##### INPUT MATERIAL

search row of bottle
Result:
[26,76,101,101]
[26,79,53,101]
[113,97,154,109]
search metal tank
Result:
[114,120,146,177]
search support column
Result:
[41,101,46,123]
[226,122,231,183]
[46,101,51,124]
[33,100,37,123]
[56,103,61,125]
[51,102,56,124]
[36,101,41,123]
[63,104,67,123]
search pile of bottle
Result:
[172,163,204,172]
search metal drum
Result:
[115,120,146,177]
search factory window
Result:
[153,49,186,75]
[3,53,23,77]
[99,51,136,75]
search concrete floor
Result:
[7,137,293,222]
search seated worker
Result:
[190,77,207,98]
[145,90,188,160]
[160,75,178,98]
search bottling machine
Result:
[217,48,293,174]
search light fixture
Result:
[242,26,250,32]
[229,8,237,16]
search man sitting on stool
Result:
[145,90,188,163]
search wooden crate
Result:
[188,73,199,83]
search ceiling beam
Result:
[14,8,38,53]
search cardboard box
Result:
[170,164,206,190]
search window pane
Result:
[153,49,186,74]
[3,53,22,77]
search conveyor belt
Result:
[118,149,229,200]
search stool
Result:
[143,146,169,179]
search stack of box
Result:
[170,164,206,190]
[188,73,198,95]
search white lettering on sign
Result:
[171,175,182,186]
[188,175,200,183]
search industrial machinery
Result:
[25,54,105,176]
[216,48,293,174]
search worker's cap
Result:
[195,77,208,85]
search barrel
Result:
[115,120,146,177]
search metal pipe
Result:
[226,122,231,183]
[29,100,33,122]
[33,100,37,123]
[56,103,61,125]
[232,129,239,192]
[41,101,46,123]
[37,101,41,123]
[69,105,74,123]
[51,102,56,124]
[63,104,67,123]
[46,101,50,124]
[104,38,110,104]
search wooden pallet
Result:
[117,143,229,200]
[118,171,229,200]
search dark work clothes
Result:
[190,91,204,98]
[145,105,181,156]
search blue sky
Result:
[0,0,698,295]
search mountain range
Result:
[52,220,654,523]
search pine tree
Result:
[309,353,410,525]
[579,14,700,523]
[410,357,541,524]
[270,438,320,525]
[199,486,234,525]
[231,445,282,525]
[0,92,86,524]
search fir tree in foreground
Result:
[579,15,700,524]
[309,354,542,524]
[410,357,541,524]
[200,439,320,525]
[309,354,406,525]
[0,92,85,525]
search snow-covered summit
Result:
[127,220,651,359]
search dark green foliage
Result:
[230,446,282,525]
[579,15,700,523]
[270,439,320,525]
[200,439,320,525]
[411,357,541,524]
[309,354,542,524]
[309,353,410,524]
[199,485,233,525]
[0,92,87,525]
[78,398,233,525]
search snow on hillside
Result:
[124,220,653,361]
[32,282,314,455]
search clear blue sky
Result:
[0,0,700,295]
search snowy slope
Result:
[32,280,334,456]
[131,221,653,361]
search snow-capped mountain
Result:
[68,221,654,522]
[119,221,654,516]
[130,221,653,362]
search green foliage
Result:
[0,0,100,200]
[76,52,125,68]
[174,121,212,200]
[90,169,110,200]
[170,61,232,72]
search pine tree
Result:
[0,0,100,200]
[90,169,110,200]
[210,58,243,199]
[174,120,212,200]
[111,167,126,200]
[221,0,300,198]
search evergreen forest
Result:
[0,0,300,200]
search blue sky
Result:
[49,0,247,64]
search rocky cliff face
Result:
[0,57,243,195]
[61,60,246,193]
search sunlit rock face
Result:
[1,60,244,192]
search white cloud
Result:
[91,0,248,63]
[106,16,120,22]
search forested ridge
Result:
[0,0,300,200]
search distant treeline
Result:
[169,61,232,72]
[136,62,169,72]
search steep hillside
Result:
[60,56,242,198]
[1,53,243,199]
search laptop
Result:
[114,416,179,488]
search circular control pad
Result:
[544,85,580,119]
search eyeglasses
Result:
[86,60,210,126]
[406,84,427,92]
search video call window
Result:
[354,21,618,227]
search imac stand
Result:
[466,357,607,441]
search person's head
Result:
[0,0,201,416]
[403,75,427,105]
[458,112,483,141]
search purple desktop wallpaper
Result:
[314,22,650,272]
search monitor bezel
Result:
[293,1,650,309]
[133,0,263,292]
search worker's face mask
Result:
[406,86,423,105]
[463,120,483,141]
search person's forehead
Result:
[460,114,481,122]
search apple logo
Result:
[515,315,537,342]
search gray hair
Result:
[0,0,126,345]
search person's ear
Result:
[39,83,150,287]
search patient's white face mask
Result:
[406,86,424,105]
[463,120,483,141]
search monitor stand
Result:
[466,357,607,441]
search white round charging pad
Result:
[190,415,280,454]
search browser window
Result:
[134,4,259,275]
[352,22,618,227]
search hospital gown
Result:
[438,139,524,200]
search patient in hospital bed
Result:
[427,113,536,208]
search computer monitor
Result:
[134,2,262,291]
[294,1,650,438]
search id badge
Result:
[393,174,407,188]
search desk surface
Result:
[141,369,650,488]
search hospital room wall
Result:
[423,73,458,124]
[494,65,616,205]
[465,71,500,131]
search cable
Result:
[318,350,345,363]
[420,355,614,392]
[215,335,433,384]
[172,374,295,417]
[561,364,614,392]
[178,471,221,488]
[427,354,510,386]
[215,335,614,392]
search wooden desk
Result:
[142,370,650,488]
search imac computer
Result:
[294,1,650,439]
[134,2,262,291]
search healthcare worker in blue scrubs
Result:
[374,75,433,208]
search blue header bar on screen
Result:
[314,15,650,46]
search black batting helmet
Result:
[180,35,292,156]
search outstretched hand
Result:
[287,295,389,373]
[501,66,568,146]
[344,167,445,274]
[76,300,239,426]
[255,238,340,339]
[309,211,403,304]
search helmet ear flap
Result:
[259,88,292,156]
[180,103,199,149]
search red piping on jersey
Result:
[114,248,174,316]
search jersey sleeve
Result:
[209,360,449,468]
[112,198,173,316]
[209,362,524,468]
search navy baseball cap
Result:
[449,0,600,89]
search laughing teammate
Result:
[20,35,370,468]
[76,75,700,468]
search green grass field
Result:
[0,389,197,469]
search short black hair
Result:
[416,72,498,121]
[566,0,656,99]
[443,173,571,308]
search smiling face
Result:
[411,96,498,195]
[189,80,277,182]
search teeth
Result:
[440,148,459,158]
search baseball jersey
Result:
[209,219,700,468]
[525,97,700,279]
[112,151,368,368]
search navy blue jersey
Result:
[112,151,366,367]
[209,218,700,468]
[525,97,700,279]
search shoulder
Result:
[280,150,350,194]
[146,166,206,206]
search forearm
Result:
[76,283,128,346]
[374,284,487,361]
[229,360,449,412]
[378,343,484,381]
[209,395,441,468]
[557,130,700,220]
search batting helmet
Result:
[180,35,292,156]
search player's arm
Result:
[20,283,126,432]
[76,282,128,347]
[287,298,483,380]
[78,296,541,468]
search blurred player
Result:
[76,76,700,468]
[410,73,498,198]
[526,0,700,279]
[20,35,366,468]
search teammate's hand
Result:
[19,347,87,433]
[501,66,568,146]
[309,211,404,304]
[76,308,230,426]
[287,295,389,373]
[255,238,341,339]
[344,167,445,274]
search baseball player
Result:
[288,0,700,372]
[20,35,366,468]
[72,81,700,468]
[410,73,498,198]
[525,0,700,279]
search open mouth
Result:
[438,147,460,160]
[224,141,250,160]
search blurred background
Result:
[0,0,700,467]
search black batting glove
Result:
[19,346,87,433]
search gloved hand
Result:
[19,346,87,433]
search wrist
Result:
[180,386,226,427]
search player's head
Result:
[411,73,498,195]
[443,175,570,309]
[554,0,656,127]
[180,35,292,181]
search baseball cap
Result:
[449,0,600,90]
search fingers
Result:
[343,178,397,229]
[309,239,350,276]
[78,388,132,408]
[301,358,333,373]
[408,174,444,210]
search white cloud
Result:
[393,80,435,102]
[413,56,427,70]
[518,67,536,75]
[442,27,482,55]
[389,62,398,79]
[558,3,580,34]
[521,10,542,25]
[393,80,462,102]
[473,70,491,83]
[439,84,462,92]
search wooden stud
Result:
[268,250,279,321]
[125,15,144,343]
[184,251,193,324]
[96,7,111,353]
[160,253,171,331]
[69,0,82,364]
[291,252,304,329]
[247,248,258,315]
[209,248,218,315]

##########

EXERCISE DIRECTIONS: Reproduce every line from the start of the lines through the line containing "[78,398,233,525]", both ends included, and offset each bounding box coordinate in the answers by -71. Leave all other text in these lines unchanged.

RESULT FOR THIS TASK:
search row of bottle
Result:
[-45,5,30,30]
[-45,8,-18,30]
[42,26,83,38]
search metal tank
Result:
[43,49,75,106]
search support column
Result:
[-30,30,-25,52]
[155,51,160,112]
[-25,30,-20,53]
[-38,29,-34,52]
[-15,32,-10,54]
[-20,31,-15,53]
[-35,30,-30,52]
[-8,33,-4,52]
search pile of bottle
Result:
[101,92,133,101]
search metal drum
Result:
[44,49,75,106]
search factory window
Result:
[82,-22,115,4]
[-68,-18,-48,6]
[28,-20,65,4]
search concrete floor
Result:
[-64,66,222,151]
search seated worker
Result:
[119,6,136,27]
[74,19,117,89]
[89,4,107,27]
search bottling machine
Result:
[146,-23,222,103]
search light fixture
Result:
[171,-45,179,-39]
[158,-63,166,-55]
search man sitting on stool
Result:
[74,19,117,92]
search wooden crate
Result:
[117,2,128,12]
search ceiling beam
Result:
[-57,-63,-33,-18]
search cardboard box
Result:
[99,93,135,119]
search window pane
Result:
[82,-22,115,3]
[-68,-18,-49,6]
search conveyor belt
Result:
[47,78,158,129]
search stool
Result:
[72,75,98,108]
search stack of box
Result:
[99,93,135,119]
[117,2,127,24]
search white lettering on sign
Result:
[100,104,111,115]
[117,104,129,112]
search industrial machinery
Result:
[-46,-17,34,105]
[145,-23,222,103]
search worker's cap
Result:
[124,6,137,14]
search barrel
Result:
[44,49,75,106]
search metal pipe
Result:
[155,51,160,112]
[-42,29,-38,51]
[-38,29,-34,52]
[-15,32,-10,54]
[161,58,168,121]
[-30,30,-25,52]
[-34,30,-30,52]
[-2,34,3,52]
[-20,31,-15,53]
[-8,33,-4,52]
[-25,30,-21,53]
[33,-33,39,33]
search wooden pallet
Result:
[46,72,158,129]
[47,100,158,129]
search dark work clothes
Result:
[119,20,133,27]
[74,34,110,85]
search blue sky
Result:
[-71,-71,627,224]
search mountain range
Result:
[-19,149,583,452]
search pine tree
Result:
[238,282,339,454]
[508,-57,629,452]
[339,286,470,453]
[199,367,249,454]
[128,415,163,454]
[160,374,211,454]
[-71,21,15,453]
search fir tree in foreground
Result:
[508,-56,629,453]
[238,283,471,453]
[339,286,470,453]
[129,368,249,454]
[238,283,335,454]
[-71,21,14,454]
search snow-covered summit
Result:
[56,149,580,288]
search dark green foliage
Result:
[159,375,211,454]
[508,-56,629,452]
[199,368,249,454]
[129,368,249,454]
[340,286,470,453]
[238,283,471,453]
[238,282,339,453]
[128,414,162,454]
[-71,21,16,454]
[7,327,162,454]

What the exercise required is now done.